What you need to do: Pictures should be excluded; otherwise, copy every entry exactly.

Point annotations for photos
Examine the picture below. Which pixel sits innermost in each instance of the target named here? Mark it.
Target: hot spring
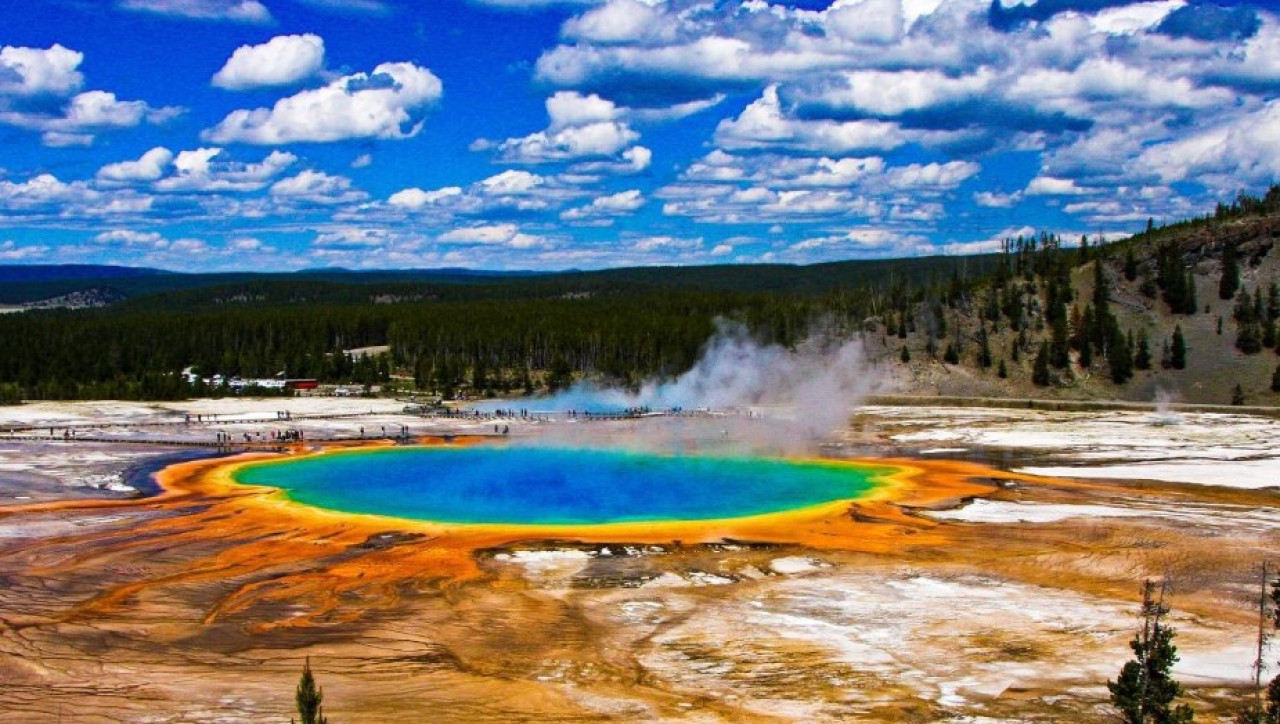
(556, 486)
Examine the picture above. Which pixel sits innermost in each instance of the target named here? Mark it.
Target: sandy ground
(1022, 615)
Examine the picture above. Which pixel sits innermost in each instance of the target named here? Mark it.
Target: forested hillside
(1191, 308)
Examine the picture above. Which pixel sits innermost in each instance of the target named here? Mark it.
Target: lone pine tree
(1144, 691)
(310, 697)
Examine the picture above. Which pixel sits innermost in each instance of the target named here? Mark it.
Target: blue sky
(274, 134)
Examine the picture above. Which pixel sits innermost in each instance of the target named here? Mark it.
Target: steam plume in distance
(773, 399)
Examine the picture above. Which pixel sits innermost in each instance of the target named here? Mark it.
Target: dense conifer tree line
(520, 335)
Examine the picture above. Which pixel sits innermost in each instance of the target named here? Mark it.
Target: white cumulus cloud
(384, 104)
(33, 70)
(282, 60)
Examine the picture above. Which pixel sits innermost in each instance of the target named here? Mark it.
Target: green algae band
(557, 486)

Result:
Examine the picture below. Which pixel sits innermost in each instance of the target named here? Mark it.
Target: hot spring
(556, 486)
Examine the picture above. Which pixel sits innermost in each instance of the target named here? Mark it.
Target: sandy ground
(1022, 615)
Examine the picture above. Which pixel sits innermost in each instance of the target named here? Mark it.
Target: forested hillside
(1191, 308)
Examine the picture above. Which pixel sits innermost in each instance of the target named here? Mark it.
Target: lone pine tree
(1144, 691)
(310, 697)
Examine the picture above. Which pixel sits innermost in each instance of the target named here? Mark it.
Target: blue sky
(274, 134)
Examine the picture above. Which pixel sits innermost in each instance of the target named here? Mark it.
Target: steam plume in distance
(773, 399)
Examine the picture above. Which pixel sits innermost in each instance of the target named here? Mark it.
Target: dense conifer tree line
(520, 335)
Examine the picture above. Which pixel sits innermost in each instance of the target named here? Mark it.
Target: white cumulus cloud
(384, 104)
(33, 70)
(282, 60)
Examine the picture above. Which pixel sits innermost in each instance of the target named here? Mark it.
Target: green algae band
(557, 486)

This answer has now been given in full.